### Aim
Please copy every one of the records below line for line, without changing anything.

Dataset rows
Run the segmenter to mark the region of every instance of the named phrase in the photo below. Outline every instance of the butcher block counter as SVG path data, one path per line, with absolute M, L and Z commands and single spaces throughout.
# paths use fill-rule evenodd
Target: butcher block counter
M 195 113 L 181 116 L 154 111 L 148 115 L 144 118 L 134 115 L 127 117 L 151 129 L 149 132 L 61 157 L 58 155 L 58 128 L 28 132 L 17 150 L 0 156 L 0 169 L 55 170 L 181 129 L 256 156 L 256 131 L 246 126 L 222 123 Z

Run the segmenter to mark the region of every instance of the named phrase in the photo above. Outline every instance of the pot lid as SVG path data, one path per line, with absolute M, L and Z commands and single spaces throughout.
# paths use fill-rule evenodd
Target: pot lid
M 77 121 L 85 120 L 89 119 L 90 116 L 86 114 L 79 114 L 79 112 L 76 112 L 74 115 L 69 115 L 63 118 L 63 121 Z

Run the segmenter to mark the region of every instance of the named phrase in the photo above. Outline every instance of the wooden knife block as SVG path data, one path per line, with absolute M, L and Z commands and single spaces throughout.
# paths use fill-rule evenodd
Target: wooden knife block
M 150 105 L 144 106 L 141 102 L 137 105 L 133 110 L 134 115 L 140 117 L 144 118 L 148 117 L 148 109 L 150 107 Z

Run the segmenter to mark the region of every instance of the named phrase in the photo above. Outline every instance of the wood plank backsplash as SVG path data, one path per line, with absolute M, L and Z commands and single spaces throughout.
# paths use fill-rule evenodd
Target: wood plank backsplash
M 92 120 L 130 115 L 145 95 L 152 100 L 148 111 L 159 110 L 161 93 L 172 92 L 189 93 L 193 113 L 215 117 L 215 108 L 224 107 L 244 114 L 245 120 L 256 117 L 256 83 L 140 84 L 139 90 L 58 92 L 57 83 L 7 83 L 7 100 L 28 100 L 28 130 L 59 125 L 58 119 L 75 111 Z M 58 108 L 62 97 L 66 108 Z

### Response
Run the segmenter to mark the region of every instance of the named phrase in the photo below. Outline every instance of the butcher block counter as SVG path data, one path per line, with absolute M, L and Z commands and single spaces throughout.
# paths use fill-rule evenodd
Target: butcher block counter
M 195 113 L 181 116 L 154 111 L 148 115 L 144 118 L 134 115 L 127 117 L 151 129 L 149 132 L 61 157 L 58 155 L 58 128 L 28 132 L 17 150 L 0 156 L 0 169 L 55 170 L 181 129 L 256 156 L 256 131 L 246 126 L 222 123 Z

Run the segmenter to mark the region of every instance of the named phrase in the photo above. Outline every instance of the pot lid as SVG path data, one path per line, with absolute M, L and Z commands and single spaces throughout.
# paths use fill-rule evenodd
Target: pot lid
M 77 121 L 85 120 L 89 119 L 90 116 L 86 114 L 79 114 L 79 112 L 76 112 L 74 115 L 69 115 L 63 118 L 63 121 Z

Run the segmenter to mark the region of every instance of the named phrase in the photo above. Outline every instance of the wooden knife block as SVG path data, one path per line, with absolute M, L and Z commands and single spaces throughout.
# paths use fill-rule evenodd
Target: wooden knife block
M 150 105 L 144 106 L 141 102 L 137 105 L 133 110 L 134 115 L 140 117 L 144 118 L 148 117 L 148 109 L 150 107 Z

Run the segmenter to mark the region of every instance of the named phrase in the photo above. Outline every instance of the wood plank backsplash as SVG path data, one path per line, with absolute M, L and Z commands and single spaces throughout.
# paths use fill-rule evenodd
Target: wood plank backsplash
M 92 120 L 130 115 L 145 95 L 152 100 L 148 111 L 159 110 L 161 93 L 172 92 L 189 93 L 193 113 L 215 117 L 215 108 L 224 107 L 244 114 L 245 120 L 256 117 L 256 83 L 140 84 L 139 90 L 58 92 L 57 83 L 7 83 L 7 100 L 28 100 L 28 130 L 59 125 L 58 119 L 75 111 Z M 58 108 L 62 97 L 66 108 Z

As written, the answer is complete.